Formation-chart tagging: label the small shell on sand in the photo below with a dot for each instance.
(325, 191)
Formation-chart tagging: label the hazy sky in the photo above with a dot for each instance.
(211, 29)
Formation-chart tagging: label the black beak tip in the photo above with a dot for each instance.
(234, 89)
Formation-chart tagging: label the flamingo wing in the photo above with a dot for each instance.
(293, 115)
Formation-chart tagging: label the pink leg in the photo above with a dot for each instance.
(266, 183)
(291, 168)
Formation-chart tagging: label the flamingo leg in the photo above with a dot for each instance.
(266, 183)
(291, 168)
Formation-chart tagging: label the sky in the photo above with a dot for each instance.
○ ○ ○
Exercise objective: Write a verbatim copy of the listing above.

Result of the task:
Formation-chart tagging: label the small shell on sand in the photo below with a dot for each instance.
(325, 191)
Formation-chart tagging: label the hazy sky in the photo above with a dot for each instance.
(211, 29)
Formation-chart tagging: label the black beak tip in the photo above with a dot for each instance.
(234, 89)
Formation-chart tagging: label the flamingo wing in the photo above with a dot for each instance.
(293, 115)
Formation-chart tagging: label the pink leg in the photo above with a dot for each instance.
(266, 183)
(291, 168)
Formation-chart tagging: label the flamingo leg in the photo above with a dot for each instance.
(266, 183)
(291, 168)
Formation-chart tagging: label the sky in the photo above with a dot for each instance.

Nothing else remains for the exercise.